REQUIRED TASK 1
Copy the stretch of the blog posts from "by Cellobella on Sunday, May" through "some clarity. (??!!??)", substituting "football" for "footy".
REQUIRED TASK 2
Pick up the blog posts where they stop and continue them.

GIVEN TEXT

-*-

Druck

by Cellobella on Sunday, May 8, 2005

Shouldn’t be writing. Very drunk thanks to Evan not Abi – Rory has reminded me of the dangers of blogging drunk. Dangerous. Had a brilliant day. First caught up with Janet and kids at Auskick followed by win at footy by Hugo and Jes (thank you coach) then lunch and too much drink at Abi’s and Evan’s. Who knew Kahlua was so nice? Anyway Kahlua provides some clarity. (??!!??)

I just want to say on this Mother’s Day that I love my family and I have some great friends. You all rock and if I had my fantasy come true we would all live on some commune together.

If I was really drunk I would be saying “I loves youse all” at this point. As it is I would just like you all to know that “I loves youse all”.

Am I attracting the people I deserve?? Then I am one hot chick because you guys are fantastic… please. Someone comment now or I will disappear in a vacuum of my own superlatives…

Inspirational Story

by Cellobella on Friday, May 6, 2005

This is from a friend of mine who wants to share the story of her brother with as many people as possible. I wish I could be as inspirational as the mother in this true story.

“The short version… On my youngest daughters’ 5th birthday I received a phonecall at 6.00 at night from my sister-in-law to say that my brother was driving a truck at his best mate’s house when their 7 year old (only child) son fell under the back wheel and was killed instantly.

“The shock was unimaginable and immediately I thought this would be the last straw for my brother. How wrong I was… His friends (Max and Pip – not their real names) had bought this truck and bobcat with the idea of helping my brother get on his feet and realise a dream, whilst they made some income by leasing the equipment to him. It was his first day on the job and he was returning the truck “home”.

“Their young boy, well known for being accident prone, reckless, etc. was sooo excited to see my brother (incidentally they share the same name) that he ran up and right alongside the truck – out of sight of the mirrors. His Dad called to him to get away from the truck, but he fell, and that was it.

“First my brother knew of it was when he parked the truck about 6 metres away and looked in the mirror. By that time his Dad was with him and knew it was over. You can imagine the ensuing scenes, but what you don’t know is that while cradling her son Pip yelled at Max and my brother to never, ever blame themselves, it was nothing but a freak accident – which all investigations, etc confirmed. And she has NEVER wavered from that belief.

“She has shown absolute love, compassion, honesty, acceptance and supreme courage throughout the following weeks, even supporting the priest through a difficult, and yet celebratory/joyous, funeral. She has always said her beautiful son has been the inspiration for her strength and capacity to continue with love, and joy for the happy memories.

-*-

SUPPLIED MATERIAL
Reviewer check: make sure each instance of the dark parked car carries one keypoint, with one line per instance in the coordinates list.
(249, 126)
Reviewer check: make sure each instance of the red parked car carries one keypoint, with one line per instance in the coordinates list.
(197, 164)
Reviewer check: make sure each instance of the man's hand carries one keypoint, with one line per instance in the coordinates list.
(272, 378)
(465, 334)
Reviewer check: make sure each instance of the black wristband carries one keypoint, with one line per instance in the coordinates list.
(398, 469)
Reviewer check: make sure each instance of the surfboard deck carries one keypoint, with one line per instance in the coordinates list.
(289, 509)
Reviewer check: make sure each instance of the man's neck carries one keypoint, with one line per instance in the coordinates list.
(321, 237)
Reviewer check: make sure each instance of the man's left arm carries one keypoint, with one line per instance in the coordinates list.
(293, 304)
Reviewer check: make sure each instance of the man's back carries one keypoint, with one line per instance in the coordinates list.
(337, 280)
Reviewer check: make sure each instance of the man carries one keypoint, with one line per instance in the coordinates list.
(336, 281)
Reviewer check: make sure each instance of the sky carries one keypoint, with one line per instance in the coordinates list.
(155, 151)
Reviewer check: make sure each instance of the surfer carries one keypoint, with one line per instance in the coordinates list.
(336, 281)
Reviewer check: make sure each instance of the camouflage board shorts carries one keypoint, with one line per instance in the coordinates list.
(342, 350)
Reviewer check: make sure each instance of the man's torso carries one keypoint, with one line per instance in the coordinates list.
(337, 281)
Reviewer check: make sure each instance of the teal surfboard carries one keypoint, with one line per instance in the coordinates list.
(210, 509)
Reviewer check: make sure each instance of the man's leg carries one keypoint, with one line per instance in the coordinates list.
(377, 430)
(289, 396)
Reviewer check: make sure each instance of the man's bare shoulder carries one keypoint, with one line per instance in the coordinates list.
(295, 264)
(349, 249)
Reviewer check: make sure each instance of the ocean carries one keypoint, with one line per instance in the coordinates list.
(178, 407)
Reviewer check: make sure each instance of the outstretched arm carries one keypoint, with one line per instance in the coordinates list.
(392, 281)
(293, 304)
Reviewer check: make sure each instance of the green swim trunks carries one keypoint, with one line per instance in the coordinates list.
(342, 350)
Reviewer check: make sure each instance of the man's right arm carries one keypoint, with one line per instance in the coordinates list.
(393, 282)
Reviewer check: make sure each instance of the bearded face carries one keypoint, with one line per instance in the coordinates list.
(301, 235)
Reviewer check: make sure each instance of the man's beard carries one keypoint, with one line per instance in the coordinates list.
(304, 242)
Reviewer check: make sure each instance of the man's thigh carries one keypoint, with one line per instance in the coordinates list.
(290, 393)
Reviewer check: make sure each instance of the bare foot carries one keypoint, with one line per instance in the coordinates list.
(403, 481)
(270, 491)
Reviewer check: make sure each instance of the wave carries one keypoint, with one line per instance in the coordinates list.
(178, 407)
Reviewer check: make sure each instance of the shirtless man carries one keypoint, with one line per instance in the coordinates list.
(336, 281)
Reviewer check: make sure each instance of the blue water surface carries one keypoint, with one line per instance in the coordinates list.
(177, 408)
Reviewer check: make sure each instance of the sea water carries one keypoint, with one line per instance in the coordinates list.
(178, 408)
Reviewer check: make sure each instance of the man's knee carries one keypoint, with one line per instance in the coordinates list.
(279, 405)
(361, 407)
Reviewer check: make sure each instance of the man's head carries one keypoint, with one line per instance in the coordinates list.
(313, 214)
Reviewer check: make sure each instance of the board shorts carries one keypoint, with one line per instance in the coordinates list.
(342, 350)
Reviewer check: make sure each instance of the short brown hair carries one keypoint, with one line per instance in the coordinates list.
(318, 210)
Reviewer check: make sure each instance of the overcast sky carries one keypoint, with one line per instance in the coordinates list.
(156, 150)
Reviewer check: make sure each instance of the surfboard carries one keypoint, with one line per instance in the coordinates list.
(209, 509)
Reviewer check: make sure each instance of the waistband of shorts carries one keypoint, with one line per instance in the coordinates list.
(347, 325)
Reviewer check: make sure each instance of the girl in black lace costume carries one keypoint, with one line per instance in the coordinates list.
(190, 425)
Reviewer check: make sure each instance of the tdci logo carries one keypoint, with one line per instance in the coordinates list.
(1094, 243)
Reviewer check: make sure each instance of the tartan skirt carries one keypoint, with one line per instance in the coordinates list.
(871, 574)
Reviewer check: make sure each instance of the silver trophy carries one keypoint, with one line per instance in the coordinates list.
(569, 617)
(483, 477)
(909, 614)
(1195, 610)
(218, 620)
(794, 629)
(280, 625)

-*-

TASK ANSWER 1
by Cellobella on Sunday, May 8, 2005

Shouldn’t be writing. Very drunk thanks to Evan not Abi – Rory has reminded me of the dangers of blogging drunk. Dangerous. Had a brilliant day. First caught up with Janet and kids at Auskick followed by win at football by Hugo and Jes (thank you coach) then lunch and too much drink at Abi’s and Evan’s. Who knew Kahlua was so nice? Anyway Kahlua provides some clarity. (??!!??)

TASK ANSWER 2
“Despite having her tubes “tied” she has decided on a reversal and to have 2 more children if possible, already! I truly believe that she has the angel archetype (and young Sam (not his real name) did too, having spoken of his connection to God at only 7 years of age!), and her message is simple – be grateful, loving, maintain faith and hope and move on, and never forget the gift of those you love, however long you have them.

“It is this lesson, and their example of human nature at it’s best -under the most testing conditions – that I feel compelled to share. They have also saved my brother’s life, in staying his best friends and allowing him into their grief, the three of them sharing in the process together. I am sure that the 4 of them have played out a karmic episode and have a profound life contract together. That means there is a purpose… a goodness to come out of it.

“By reaching as many people as I can with their story, I hope that will be just part of it.”

Thin

by Cellobella on Friday, May 6, 2005

Right well I was so tired after redesigning this site on Wednesday night that I can’t really say how the writing I love you experiment went – I was too tired!

So today I’m going to try writing “Thin” somewhere on my person… perhaps my thighs just for fun. Maybe I’ll write it twice. Just for good measure. Maybe writing thin on my thighs will encourage me to exercise and refuse chocolate. Maybe the molecular structure of the fat inside my thighs will realign itself and become easier to shift.

Experiment:
Measure circumference of thighs. Write Thin on one thigh. At then end of five days with Thin on one thigh, measure thighs again. If the “Thin” thigh has become thinner – write Thin on other thigh!

Yeah.

I’ll give it a few days and report back.

Water dance

by Cellobella on Thursday, May 5, 2005

They say change is as good as a holiday – but what if the change is while you’re on holiday already – do they cancel out?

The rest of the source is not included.